■ WORK TO COMPLETE
Scan the records for the word "listed". Return each line where it is found.

■ MATERIAL FOR THIS EXERCISE

----------------------------------------

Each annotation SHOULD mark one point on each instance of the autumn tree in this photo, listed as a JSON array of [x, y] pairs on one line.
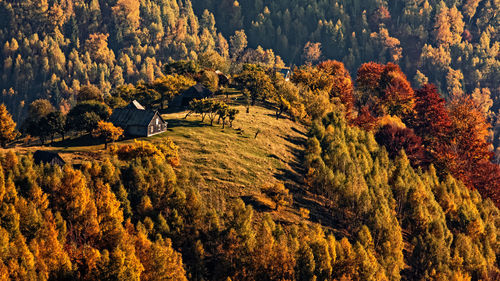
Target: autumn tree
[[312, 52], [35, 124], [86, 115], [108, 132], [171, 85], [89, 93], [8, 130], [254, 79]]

----------------------------------------

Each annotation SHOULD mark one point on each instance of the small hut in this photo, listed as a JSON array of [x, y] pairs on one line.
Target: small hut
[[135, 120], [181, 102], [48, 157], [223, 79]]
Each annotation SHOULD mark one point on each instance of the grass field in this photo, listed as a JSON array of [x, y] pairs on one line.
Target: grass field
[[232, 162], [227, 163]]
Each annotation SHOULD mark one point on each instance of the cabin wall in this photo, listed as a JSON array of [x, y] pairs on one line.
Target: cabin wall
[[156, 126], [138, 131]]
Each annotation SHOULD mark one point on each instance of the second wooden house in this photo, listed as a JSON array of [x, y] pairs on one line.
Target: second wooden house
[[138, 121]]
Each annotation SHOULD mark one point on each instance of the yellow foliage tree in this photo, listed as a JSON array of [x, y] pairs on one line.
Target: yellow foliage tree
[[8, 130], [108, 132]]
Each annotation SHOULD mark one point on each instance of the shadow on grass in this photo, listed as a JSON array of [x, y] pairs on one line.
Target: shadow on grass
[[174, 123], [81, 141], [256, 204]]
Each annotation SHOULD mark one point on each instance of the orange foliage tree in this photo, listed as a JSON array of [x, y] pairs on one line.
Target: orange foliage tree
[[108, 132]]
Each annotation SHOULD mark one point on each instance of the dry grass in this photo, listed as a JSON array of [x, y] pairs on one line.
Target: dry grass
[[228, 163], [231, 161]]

----------------------------------------

■ SOLUTION
Each annotation SHOULD mark one point on each instance of the autumn tree in this photo, listed as a JSON array of [x, y] pairs on one line.
Each annotation SHOULD mark one point on each instance of the small hut in this photo, listed as a JSON array of [x, y] pairs on one line.
Each annotation SHOULD mark one point on each instance of the grass field in this photo, listed as a JSON array of [x, y] pairs on one line.
Each annotation SHOULD mark one point on each instance of the cabin wall in this photo, listed as a JSON array of [x, y] pairs on one line.
Each annotation SHOULD mark one point on each instance of the second wooden house in this photo, listed as a JSON array of [x, y] pairs on one line.
Each annotation SHOULD mark one point on each instance of the yellow foliage tree in this photo, listed as a JSON array of [x, y] pairs on one line.
Each annotation SHOULD mark one point on each instance of the shadow on grass in this photo, listed as a JSON array of [x, y] pairs on one line.
Each annotation SHOULD mark one point on each instance of the orange foliage tree in this photo, listed as a JSON array of [x, y] pairs on one line.
Each annotation SHOULD mark one point on each instance of the dry grass in this photo, listed as a JSON array of [x, y] pairs on one line.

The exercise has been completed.